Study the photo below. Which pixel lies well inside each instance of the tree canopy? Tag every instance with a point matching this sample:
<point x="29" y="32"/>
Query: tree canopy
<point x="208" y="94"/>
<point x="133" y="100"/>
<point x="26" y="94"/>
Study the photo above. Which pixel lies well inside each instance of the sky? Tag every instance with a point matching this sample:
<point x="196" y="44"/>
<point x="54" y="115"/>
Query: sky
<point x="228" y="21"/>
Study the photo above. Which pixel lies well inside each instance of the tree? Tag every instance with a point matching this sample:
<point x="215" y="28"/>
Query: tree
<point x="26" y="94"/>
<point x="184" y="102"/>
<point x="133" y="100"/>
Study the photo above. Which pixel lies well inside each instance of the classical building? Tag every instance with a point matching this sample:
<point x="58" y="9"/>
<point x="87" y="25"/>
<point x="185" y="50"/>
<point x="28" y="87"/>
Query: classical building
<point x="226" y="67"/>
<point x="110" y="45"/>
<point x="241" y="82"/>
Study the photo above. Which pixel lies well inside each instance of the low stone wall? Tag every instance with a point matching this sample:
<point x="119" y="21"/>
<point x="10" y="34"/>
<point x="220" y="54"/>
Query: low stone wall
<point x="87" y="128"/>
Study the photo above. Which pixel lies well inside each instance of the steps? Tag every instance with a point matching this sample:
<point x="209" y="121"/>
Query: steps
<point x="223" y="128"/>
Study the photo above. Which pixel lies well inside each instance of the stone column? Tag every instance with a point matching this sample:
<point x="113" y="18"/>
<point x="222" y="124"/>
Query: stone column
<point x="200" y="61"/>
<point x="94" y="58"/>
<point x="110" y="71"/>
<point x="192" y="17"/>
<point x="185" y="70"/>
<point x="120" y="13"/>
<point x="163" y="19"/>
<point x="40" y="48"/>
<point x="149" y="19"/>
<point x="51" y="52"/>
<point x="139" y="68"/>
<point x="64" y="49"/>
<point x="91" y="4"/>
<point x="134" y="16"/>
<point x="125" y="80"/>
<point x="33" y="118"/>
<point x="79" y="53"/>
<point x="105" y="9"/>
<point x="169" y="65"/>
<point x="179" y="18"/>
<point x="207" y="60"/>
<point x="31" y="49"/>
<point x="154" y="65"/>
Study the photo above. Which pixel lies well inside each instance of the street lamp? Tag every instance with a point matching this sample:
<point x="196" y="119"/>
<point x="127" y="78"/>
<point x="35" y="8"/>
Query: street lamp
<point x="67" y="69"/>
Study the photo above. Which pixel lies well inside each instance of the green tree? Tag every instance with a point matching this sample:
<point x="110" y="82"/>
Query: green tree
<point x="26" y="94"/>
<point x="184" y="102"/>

————

**Work instructions**
Send back all of the entries exactly, with nothing missing.

**Exercise solution**
Study the photo below. Which pixel lies well inside each instance of the tree canopy? Tag every instance with a point matching this sample:
<point x="29" y="32"/>
Query: tree canopy
<point x="208" y="94"/>
<point x="133" y="100"/>
<point x="26" y="94"/>
Study the photo above. Which pixel lies well inside each instance of the sky? Tag every instance with a point matching this sample:
<point x="196" y="44"/>
<point x="54" y="115"/>
Query: sky
<point x="228" y="21"/>
Study the photo above. Which pixel lies well inside each instance of the tree? Tag every instance with a point matching this sample:
<point x="215" y="28"/>
Query: tree
<point x="26" y="94"/>
<point x="184" y="102"/>
<point x="133" y="100"/>
Study the photo above. Which pixel lies well inside each instance of the classical building? Tag every instance with a point matching this sample:
<point x="58" y="9"/>
<point x="87" y="25"/>
<point x="185" y="50"/>
<point x="28" y="87"/>
Query: classical building
<point x="226" y="67"/>
<point x="110" y="45"/>
<point x="241" y="82"/>
Study the photo above. Which pixel lies well inside each instance of the low stone wall? Tag every instance with a point matching this sample:
<point x="119" y="21"/>
<point x="10" y="34"/>
<point x="220" y="54"/>
Query: low stone wall
<point x="87" y="128"/>
Study the photo above. Which pixel lies well inside each instance of the steps? Tag every instance with a point matching this sample:
<point x="209" y="121"/>
Query: steps
<point x="223" y="128"/>
Study the photo above. Which pixel lies well inside each instance of the stone column? Tag every instance with a point matching this sample:
<point x="113" y="18"/>
<point x="222" y="124"/>
Query: stone column
<point x="200" y="61"/>
<point x="94" y="58"/>
<point x="110" y="71"/>
<point x="192" y="17"/>
<point x="185" y="70"/>
<point x="120" y="13"/>
<point x="163" y="19"/>
<point x="40" y="48"/>
<point x="149" y="19"/>
<point x="51" y="52"/>
<point x="139" y="68"/>
<point x="64" y="49"/>
<point x="91" y="4"/>
<point x="134" y="16"/>
<point x="125" y="80"/>
<point x="33" y="118"/>
<point x="79" y="53"/>
<point x="105" y="9"/>
<point x="169" y="65"/>
<point x="179" y="18"/>
<point x="207" y="60"/>
<point x="31" y="49"/>
<point x="154" y="65"/>
Study the photo above. Which pixel lies well inside each instance of the street lamp? Tag every instance with a point matching this sample:
<point x="196" y="119"/>
<point x="127" y="78"/>
<point x="35" y="8"/>
Query: street lamp
<point x="67" y="69"/>
Study the photo above. Which pixel lies well inside each instance of the green tree? Tag every instance with a point matching this sample:
<point x="110" y="82"/>
Query: green tree
<point x="26" y="94"/>
<point x="184" y="102"/>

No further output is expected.